ARTICLE:
★ ★ ★

Yet, around the world, phishing attacks designed to create this scenario are launched every minute, of every hour, of every day.
The simple truth is that in today's interconnected digital landscape, the constant threat of cyberattacks looms over businesses and individuals alike. Among these threats, phishing attacks stand out as one of the most dangerous and prevalent tactics used by cybercriminals. The need for robust cybersecurity measures has never been more critical, especially as the sophistication of phishing attacks, and other forms of identity theft, continue to evolve.
The following article will take a closer look at the rising threat, the benefits of FIDO2 authentication, the rapidly changing regulatory landscape and the different types of passkeys.
The escalating threat landscape and the rise of phishing attacks
Cyberattacks have surged exponentially in recent years, with phishing attacks being a primary weapon in the arsenal of malicious actors. Statistics paint a stark picture of this escalating threat:
- In 2022 alone, there were over 500 million phishing attempts reported globally
- The FBI's Internet Crime Complaint Center (IC3) received almost 60,000 complaints in 2022.
- In the 2023 Thales Global Data Threat Report 41% of respondents reported seeing a rise in phishing attacks.
Phishing attacks not only jeopardize sensitive company data but also external user information, leading to reputational damage and loss of customer trust. Traditional security measures, such as relying solely on passwords, have proven inadequate in combating the growing sophistication of phishing attacks. This is where FIDO2 and Multi-Factor Authentication (MFA) can step-in as a potent solution.
FIDO2 Authentication and MFAs: A robust defence against phishing attacks
The FIDO2 standard is intended to solve multiple user scenarios and provides for passwordless, cryptographic tokens. A FIDO2 authenticator, also known as a FIDO security key, embeds one or more private keys, each dedicated to one online account.
The protocols require a “user gesture” - a touch, a PIN, or a biometric - before the private key can be used to sign a response to an authentication challenge.
FIDO2 security keys can entirely replace weak static password credentials with strong hardware public/private key credentials.
Security: Unique login credentials across every website, which are never stored on a server, eliminating the risks of phishing, all forms of password theft and replay attacks.

★ ★ ★

LISTED ENTRIES:
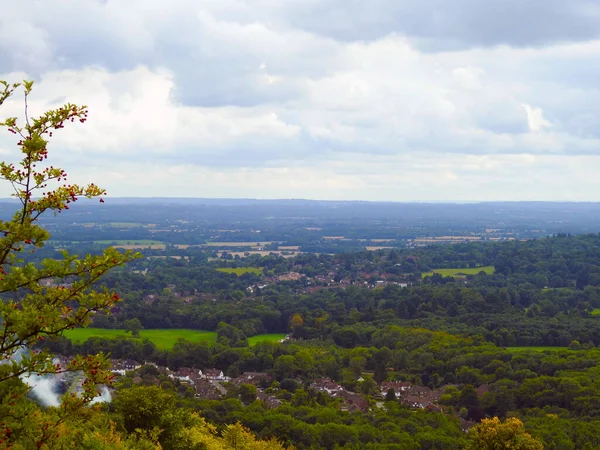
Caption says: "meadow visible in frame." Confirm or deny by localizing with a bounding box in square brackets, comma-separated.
[421, 266, 495, 278]
[64, 328, 285, 350]
[94, 239, 163, 245]
[217, 267, 264, 277]
[505, 347, 569, 353]
[203, 241, 273, 247]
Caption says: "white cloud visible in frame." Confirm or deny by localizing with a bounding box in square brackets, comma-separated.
[0, 0, 600, 200]
[521, 103, 552, 131]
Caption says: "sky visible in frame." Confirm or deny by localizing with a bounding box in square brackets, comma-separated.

★ ★ ★

PROMPT:
In the phishing article, list every kind of "user gesture" the protocols accept before the private key can be used. None of the items is needed here.

TASK RESULT:
- A touch
- A PIN
- A biometric